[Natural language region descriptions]
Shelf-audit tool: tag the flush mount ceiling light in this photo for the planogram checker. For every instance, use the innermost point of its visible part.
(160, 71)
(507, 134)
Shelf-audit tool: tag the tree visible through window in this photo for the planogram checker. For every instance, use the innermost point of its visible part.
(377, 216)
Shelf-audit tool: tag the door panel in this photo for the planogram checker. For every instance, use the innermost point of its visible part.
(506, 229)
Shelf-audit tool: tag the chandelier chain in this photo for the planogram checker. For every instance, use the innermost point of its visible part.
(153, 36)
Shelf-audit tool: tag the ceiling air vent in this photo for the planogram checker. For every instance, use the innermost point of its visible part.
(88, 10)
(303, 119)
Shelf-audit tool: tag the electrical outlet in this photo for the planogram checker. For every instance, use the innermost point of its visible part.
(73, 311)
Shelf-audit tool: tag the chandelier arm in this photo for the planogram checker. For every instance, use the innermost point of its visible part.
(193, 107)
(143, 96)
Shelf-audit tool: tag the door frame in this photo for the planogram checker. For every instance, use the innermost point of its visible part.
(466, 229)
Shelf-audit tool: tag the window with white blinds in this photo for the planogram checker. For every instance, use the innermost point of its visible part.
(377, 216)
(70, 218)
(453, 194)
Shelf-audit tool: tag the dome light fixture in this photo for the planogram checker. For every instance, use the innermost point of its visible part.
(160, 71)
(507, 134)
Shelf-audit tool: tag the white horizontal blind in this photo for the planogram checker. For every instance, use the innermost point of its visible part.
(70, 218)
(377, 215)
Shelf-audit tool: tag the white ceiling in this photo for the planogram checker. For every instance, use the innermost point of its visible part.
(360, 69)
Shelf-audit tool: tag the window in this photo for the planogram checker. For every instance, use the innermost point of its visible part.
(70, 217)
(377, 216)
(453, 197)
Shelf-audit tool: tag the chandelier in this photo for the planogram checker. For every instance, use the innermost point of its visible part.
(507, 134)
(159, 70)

◆ What to produce: Copy each record from above exactly, and include every line.

◆ Output of the exercise:
Shelf-audit tool: tag the flush mount ceiling light in this photo for the planogram checker. For every instance, use the innermost point of its visible part.
(160, 71)
(507, 134)
Shelf-audit tool: tag the tree visible through window in this photo for the planogram checker. For every instance, use the innermost point of its visible part.
(377, 216)
Shelf-audit tool: tag the door panel in this photo for the planogram checker. For every instance, use the innermost point of its visible part.
(506, 229)
Shelf-audit tool: tag the chandelier chain in this photo for the planogram checker. For every instance, use the innermost point of its visible part.
(153, 36)
Shelf-audit tool: tag the ceiling air vent in this photo for the planogram checker. For every instance, use the innermost point of its visible part.
(88, 10)
(303, 119)
Shelf-audit tool: tag the electrical outlet in this photo for the planogram checker. For every instance, use the innermost point of its visible part.
(73, 311)
Shelf-audit tool: tag the chandelier arm in this photo for the planogram checker. For every instance, use the innermost point of its visible part.
(193, 107)
(143, 96)
Shelf-audit tool: tag the door frame in this photo for the planogram checker. For every instance, use the innermost point of its visible part.
(466, 229)
Shelf-audit tool: tag the window with white blinds in this photo for the planogram checker. For every instance, use the innermost point of its visible part.
(377, 216)
(70, 218)
(453, 194)
Shelf-audit tool: tag the dome light fixture in this photo for the planogram checker. For every instance, use the innermost point of its visible part.
(160, 71)
(507, 134)
Shelf-audit tool: tag the white horizontal blind in this photo for the planogram checker. For every instance, use the innermost point of its visible part.
(70, 218)
(377, 215)
Shelf-audit tool: tag the white ceiling in this photo for the planogram checker. For every instance, use the innermost point of its visible part.
(360, 69)
Shelf-audit tool: tag the window in this photo for the planogram checker. For every instance, use the innermost point of its visible part.
(70, 217)
(377, 216)
(453, 197)
Shelf-audit tool: tag the chandelier in this photo for the planogram checker. For every instance, use the innermost point of its visible part.
(507, 134)
(159, 70)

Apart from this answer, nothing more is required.